Start of Block

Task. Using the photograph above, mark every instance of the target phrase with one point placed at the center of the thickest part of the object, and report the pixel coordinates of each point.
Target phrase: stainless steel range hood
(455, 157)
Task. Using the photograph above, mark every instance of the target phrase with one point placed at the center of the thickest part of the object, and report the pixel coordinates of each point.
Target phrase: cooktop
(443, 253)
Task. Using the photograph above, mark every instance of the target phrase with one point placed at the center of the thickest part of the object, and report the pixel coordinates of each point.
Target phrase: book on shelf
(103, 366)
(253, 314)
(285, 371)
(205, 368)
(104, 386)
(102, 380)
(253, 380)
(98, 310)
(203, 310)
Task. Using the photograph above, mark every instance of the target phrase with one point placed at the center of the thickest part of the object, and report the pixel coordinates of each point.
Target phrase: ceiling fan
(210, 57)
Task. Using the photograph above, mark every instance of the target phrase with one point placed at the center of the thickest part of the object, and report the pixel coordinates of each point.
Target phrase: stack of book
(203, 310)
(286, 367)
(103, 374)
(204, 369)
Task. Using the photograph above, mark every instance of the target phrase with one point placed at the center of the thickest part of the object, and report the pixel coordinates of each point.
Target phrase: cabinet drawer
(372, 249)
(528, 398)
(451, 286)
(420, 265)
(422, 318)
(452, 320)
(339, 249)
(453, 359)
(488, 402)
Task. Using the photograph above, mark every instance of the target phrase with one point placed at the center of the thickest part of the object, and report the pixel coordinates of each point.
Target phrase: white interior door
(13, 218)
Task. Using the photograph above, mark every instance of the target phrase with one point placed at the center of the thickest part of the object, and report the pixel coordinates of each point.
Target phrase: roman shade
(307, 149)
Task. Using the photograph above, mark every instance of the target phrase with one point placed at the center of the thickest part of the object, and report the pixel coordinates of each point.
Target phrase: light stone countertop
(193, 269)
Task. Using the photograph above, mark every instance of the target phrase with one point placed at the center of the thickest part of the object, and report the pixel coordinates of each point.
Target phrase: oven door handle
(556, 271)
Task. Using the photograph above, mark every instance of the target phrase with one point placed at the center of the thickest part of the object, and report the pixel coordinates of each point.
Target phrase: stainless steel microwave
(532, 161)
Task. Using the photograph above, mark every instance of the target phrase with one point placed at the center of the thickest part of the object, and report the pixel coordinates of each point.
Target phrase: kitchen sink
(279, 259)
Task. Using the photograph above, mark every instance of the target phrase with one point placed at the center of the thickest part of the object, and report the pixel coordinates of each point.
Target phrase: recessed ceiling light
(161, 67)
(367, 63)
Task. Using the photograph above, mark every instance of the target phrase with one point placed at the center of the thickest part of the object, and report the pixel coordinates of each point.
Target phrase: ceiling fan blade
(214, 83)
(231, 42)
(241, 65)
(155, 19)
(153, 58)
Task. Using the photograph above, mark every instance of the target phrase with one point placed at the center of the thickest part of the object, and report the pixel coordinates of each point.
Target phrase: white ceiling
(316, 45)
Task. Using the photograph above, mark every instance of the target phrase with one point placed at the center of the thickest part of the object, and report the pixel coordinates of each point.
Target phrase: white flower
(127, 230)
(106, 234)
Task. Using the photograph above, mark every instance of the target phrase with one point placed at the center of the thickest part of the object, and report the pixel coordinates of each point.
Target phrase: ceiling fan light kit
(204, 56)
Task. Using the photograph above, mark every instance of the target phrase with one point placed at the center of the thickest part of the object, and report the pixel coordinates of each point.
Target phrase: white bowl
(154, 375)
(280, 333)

End of Block

TRY IT — Repeat each line above exactly as it stands.

FINISHED TASK —
Task. Using the photograph above, mark every instance of the target phrase with one point placed at the center of the thickest part of the object, and report the pixel coordinates of each point.
Target phrase: stainless steel range hood
(455, 157)
Task. Using the photograph above, mark every instance of the target phrase with one point placed at the center of the thickest part of the object, and report the pixel coordinates of each point.
Target phrase: cooktop
(443, 253)
Task. Using the photograph above, mark every instance of the target phrase with one point placed at the center of the thickest part of the object, and report the pixel coordinates of each point.
Target phrase: book on shelf
(103, 366)
(253, 314)
(285, 371)
(205, 368)
(104, 386)
(102, 380)
(253, 380)
(98, 310)
(203, 310)
Task. Using the photograph above, mark every instance of the target phrase with one point placed at the center of the thickest part of the object, and report the pixel coordinates of each point.
Target phrase: ceiling fan
(210, 57)
Task. Using the photograph above, mark every instance of the target phrase with one point placed at the center of the thickest part of the object, and report the pixel coordinates of each point.
Target phrase: stack of book
(203, 310)
(286, 367)
(103, 374)
(204, 369)
Task. Using the photograph above, mark every instance of the target phrase with one point placed at the center of the thickest part of the object, and report the pixel coordinates of each point.
Target phrase: cabinet drawer
(372, 249)
(528, 398)
(451, 286)
(420, 265)
(422, 318)
(452, 320)
(339, 249)
(453, 359)
(488, 402)
Task. Using the photograph above, mark every instance of the target phrase with one point placed at the center of the thickest part of the object, and report the pixel coordinates of each point.
Target phrase: white interior door
(13, 218)
Task. Using the photograph above, mark every instance of the target phrase with one point placed at the center of the thickest part of the object, and report the pixel coordinates of each point.
Target phrase: roman shade
(307, 149)
Task. Using the photograph above, mark every instance of the target phrase with one point placed at the center of the thickest part of the object, and report the pixel coordinates of each point.
Target phrase: light stone countertop
(193, 269)
Task. Using the photograph above, mark every instance of the target phrase with one point placed at the center of the thickest part of the object, and report the pixel coordinates of each point.
Target phrase: oven door handle
(556, 271)
Task. Using the photograph above, mark every instance of the target phrase with one point placed at the center of the thickest part of the object, and report the pixel coordinates of each point.
Target phrase: stainless steel microwave
(532, 161)
Task. Using the photograph above, mark every instance of the target phrase with one point placed at the center of the thickest part of the object, and report the pixel coordinates of each point.
Target phrase: kitchen sink
(279, 259)
Task. Using the photograph above, mark every instance of the target phrase with one point placed at the center of the thickest part of the object, and report the pixel coordinates of each point.
Target phrase: recessed ceiling light
(161, 67)
(367, 63)
Task. Using the photograph above, mark every instance of the target phrase with one point placed at the center of the thickest part of the object, and report the pixel coordinates of each point.
Target phrase: ceiling fan blade
(214, 83)
(231, 42)
(241, 65)
(155, 19)
(153, 58)
Task. Using the photograph above, mark every instance of the target phrase with one point placed at the center of the thickest part of the object, and report the pixel coordinates of each point.
Target phrase: white ceiling
(316, 45)
Task. Using the photograph above, mark every instance of the target phrase with one point placed at the center of the thickest part of the object, and report the pixel coordinates of each point.
Target phrase: white flower
(127, 230)
(106, 234)
Task. Using the photograph above, mark every instance of the target phrase with one point placed at the center of the thickest part of the object, and report the pixel coordinates of each point.
Target phrase: ceiling fan light kit
(204, 56)
Task. Using the photograph above, mark every instance of the target phrase with one point placed at the center of the thickest part of the object, and report the pixel coordinates of each point.
Target phrase: white bowl
(154, 375)
(280, 333)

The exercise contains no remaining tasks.